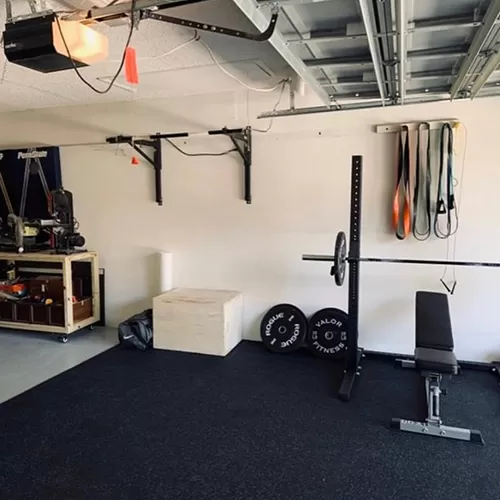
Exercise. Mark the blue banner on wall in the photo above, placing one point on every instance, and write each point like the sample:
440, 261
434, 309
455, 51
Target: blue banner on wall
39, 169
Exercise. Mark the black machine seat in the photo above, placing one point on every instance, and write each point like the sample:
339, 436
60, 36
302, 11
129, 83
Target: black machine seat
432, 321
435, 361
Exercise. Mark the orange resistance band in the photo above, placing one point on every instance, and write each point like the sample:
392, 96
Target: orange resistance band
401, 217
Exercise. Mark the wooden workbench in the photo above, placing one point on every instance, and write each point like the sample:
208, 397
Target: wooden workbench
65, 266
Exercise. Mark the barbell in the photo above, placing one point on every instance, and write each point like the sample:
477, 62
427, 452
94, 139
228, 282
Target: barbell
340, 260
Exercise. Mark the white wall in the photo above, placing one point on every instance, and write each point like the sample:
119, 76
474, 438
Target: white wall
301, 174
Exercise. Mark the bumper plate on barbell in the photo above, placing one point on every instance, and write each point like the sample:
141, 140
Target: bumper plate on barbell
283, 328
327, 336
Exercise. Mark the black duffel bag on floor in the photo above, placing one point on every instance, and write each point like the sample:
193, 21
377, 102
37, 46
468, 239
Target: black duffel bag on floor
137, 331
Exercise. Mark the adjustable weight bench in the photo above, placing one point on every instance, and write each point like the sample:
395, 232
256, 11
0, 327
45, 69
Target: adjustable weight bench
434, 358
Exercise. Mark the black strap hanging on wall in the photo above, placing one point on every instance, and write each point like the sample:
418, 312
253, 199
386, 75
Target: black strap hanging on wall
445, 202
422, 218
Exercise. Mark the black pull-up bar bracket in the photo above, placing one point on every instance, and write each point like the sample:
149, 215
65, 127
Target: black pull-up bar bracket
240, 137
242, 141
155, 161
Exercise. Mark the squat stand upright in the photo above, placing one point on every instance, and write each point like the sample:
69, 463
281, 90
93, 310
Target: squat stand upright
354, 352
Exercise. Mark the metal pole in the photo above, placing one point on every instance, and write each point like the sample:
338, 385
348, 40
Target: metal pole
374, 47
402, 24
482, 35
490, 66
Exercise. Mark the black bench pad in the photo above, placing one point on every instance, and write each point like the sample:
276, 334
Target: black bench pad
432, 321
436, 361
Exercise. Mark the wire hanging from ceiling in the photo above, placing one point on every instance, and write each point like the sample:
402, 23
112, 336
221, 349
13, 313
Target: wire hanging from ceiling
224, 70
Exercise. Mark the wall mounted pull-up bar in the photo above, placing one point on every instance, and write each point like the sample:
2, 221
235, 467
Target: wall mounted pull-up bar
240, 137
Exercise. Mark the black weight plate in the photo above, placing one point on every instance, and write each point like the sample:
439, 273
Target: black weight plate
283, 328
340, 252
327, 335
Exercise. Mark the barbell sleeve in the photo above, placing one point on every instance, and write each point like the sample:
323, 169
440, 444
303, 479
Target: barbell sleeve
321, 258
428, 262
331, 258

==

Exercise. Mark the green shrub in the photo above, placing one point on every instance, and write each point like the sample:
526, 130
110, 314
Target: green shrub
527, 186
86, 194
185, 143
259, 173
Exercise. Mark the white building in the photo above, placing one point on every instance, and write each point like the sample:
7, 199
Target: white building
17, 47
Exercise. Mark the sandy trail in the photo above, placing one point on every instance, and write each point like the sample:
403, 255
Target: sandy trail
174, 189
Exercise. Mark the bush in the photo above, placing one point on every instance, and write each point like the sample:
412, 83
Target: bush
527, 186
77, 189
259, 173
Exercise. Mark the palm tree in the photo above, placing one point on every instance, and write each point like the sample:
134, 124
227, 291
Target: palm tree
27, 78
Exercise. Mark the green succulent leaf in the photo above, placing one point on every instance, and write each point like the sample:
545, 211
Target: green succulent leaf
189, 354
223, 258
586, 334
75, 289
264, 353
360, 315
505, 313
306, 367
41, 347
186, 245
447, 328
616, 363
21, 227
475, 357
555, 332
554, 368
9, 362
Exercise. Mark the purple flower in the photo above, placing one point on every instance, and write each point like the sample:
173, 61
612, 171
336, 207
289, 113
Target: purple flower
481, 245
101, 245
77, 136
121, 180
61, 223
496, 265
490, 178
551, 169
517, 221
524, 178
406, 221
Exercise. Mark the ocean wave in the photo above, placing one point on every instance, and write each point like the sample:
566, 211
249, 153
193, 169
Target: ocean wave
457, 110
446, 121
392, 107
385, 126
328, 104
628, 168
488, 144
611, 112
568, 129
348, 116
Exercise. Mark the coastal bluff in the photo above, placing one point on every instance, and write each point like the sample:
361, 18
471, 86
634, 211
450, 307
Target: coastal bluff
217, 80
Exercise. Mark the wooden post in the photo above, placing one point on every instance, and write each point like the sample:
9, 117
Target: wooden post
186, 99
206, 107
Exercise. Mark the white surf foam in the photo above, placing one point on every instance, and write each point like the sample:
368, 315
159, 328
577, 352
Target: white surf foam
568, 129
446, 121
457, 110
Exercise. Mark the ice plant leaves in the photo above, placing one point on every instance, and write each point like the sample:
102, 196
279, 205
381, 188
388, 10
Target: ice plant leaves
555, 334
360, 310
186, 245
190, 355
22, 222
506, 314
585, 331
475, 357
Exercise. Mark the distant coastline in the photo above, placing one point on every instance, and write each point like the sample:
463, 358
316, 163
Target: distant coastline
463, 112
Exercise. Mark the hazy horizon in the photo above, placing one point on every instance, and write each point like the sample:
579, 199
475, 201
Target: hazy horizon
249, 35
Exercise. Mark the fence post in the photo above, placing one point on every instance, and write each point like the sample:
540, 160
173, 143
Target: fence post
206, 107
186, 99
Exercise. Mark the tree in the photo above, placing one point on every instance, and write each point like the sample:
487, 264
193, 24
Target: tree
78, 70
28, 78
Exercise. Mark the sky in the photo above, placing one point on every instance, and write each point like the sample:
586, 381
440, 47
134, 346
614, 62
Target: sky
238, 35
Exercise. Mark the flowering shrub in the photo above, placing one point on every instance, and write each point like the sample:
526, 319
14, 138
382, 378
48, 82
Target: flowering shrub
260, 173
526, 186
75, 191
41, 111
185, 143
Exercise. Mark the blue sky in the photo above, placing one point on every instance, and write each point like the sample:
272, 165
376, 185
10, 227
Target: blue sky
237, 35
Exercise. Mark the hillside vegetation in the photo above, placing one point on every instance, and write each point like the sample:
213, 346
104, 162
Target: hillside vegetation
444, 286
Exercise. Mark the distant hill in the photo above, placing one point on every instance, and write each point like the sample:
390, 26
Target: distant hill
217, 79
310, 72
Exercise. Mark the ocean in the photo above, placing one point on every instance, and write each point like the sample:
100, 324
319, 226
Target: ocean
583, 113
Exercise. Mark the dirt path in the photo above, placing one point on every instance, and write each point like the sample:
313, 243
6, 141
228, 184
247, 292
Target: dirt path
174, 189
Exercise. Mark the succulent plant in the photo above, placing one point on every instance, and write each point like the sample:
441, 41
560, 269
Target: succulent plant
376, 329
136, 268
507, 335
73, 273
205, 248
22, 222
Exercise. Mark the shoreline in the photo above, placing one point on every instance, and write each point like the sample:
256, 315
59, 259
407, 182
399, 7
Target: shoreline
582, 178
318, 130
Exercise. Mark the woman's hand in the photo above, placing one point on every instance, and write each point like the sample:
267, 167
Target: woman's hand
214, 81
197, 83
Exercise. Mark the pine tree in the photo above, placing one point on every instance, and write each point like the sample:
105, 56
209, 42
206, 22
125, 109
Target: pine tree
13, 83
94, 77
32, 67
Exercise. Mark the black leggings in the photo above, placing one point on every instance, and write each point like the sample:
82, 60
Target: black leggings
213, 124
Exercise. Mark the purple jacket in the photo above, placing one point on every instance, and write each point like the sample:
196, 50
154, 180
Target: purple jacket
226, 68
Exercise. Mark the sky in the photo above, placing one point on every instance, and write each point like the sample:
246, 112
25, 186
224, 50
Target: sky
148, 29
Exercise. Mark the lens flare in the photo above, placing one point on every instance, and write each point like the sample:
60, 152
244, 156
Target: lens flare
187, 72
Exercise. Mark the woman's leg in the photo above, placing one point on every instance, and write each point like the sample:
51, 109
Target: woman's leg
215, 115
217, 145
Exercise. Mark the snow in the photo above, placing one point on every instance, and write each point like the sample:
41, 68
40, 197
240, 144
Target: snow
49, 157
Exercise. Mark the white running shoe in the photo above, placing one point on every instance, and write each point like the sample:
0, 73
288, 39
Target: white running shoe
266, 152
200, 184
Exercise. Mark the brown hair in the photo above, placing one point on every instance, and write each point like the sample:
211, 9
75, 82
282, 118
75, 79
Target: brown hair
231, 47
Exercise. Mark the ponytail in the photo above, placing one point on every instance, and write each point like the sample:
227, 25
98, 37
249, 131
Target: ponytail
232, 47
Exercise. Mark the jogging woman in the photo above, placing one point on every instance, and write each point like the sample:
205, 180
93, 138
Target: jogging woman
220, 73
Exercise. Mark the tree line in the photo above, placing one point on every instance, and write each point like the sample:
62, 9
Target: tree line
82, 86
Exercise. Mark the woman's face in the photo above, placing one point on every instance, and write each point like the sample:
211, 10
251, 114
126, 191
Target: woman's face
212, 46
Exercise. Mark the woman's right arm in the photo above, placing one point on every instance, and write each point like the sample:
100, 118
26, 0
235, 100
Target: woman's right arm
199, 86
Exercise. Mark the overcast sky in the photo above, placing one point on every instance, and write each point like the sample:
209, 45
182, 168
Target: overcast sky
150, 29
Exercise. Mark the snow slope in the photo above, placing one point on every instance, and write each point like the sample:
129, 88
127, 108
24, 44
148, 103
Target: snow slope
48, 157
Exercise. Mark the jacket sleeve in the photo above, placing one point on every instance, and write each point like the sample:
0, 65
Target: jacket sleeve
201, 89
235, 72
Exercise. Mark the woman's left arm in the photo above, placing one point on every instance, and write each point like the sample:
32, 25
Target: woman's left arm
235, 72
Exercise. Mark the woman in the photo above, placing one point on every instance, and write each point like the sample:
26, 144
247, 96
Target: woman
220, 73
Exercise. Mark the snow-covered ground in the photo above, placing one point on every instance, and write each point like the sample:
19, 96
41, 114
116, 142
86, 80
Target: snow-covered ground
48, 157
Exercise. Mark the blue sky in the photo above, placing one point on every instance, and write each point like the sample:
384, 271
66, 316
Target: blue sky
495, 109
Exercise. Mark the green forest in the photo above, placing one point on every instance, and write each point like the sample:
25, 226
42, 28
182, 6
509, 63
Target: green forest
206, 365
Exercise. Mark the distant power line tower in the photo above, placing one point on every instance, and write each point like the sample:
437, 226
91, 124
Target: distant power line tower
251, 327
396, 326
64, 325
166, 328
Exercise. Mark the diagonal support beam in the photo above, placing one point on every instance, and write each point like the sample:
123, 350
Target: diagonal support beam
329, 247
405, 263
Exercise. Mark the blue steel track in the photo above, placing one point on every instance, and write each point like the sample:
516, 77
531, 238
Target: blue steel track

==

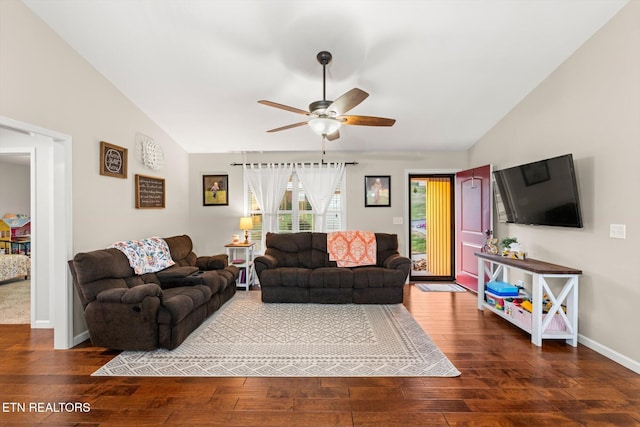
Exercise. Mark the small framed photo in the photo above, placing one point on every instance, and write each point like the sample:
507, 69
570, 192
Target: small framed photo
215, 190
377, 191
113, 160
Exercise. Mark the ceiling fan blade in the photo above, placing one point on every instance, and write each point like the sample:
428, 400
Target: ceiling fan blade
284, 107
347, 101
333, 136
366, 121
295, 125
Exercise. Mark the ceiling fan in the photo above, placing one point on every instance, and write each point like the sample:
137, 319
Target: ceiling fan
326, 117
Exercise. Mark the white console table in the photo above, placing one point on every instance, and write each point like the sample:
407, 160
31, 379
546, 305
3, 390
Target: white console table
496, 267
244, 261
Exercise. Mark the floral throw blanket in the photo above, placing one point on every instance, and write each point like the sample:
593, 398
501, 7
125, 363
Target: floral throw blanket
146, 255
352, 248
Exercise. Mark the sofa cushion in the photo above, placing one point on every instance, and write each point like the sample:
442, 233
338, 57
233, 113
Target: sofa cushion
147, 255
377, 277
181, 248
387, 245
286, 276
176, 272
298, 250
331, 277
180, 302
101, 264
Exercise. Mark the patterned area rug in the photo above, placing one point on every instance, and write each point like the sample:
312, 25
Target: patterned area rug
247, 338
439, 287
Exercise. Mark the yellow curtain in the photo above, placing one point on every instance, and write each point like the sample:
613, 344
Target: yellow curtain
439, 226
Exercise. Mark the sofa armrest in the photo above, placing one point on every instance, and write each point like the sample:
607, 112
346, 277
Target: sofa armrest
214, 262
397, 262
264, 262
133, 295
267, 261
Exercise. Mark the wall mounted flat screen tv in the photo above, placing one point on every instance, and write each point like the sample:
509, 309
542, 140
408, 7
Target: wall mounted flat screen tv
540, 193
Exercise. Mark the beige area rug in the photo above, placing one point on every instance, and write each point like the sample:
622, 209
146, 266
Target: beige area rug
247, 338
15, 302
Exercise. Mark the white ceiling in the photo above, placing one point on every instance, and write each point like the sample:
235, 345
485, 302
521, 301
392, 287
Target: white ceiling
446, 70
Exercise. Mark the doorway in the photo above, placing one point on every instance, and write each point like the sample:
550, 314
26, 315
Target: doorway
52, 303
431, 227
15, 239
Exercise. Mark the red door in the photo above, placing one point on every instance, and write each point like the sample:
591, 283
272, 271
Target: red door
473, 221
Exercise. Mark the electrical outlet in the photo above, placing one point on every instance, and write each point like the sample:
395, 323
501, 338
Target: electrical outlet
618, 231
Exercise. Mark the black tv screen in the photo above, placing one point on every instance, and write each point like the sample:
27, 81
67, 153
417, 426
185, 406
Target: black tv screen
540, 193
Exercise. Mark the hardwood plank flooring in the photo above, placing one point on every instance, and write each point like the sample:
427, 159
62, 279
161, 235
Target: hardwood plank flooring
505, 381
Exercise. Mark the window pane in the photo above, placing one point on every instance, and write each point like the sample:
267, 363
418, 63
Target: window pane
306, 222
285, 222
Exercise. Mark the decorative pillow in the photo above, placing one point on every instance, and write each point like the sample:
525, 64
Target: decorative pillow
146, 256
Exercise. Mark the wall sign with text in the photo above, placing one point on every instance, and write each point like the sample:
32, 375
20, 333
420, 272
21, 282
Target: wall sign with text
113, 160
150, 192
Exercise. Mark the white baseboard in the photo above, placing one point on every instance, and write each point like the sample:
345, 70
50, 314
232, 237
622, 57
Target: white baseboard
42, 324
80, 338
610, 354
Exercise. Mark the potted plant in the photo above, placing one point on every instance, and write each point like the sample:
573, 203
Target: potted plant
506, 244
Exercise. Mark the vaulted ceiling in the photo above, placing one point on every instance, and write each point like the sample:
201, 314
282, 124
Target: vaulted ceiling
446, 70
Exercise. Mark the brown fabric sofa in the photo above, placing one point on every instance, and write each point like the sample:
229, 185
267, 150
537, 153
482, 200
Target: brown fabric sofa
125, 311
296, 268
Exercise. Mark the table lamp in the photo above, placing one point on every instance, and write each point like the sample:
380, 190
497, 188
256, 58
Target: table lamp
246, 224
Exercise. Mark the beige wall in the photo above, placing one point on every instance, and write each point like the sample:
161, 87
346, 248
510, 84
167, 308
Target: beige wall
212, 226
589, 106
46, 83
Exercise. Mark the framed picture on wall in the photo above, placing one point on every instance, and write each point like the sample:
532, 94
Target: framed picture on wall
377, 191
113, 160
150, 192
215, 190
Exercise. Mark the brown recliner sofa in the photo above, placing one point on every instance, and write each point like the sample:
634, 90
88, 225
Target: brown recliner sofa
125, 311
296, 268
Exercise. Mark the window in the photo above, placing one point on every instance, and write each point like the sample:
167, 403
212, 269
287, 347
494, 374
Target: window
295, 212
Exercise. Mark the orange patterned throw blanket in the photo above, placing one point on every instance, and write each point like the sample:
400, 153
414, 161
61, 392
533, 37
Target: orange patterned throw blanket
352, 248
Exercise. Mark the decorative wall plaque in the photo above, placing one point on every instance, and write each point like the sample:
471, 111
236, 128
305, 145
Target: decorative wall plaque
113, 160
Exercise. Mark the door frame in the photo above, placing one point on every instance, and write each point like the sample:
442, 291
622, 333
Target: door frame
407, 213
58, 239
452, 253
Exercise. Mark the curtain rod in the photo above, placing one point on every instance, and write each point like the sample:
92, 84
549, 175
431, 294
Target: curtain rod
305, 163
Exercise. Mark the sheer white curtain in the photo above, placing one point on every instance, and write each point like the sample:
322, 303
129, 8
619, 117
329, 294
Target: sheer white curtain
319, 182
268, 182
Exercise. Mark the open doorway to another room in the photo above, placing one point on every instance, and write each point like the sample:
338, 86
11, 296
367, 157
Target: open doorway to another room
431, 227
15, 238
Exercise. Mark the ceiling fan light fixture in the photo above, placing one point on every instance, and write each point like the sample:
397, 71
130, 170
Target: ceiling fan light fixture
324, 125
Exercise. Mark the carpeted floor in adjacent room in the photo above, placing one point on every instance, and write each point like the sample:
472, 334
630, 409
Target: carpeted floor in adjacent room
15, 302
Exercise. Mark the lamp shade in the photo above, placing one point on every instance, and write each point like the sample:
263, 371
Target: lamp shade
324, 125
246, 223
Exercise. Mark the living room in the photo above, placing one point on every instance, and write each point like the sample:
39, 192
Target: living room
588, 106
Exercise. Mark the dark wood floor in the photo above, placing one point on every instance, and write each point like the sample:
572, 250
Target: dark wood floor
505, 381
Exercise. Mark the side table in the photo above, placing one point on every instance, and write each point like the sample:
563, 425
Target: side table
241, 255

▶ **What is required**
Please count the lines of the records that contain the string "leaves", matching case exactly, and give only that number.

▶ **Result for this exercise**
2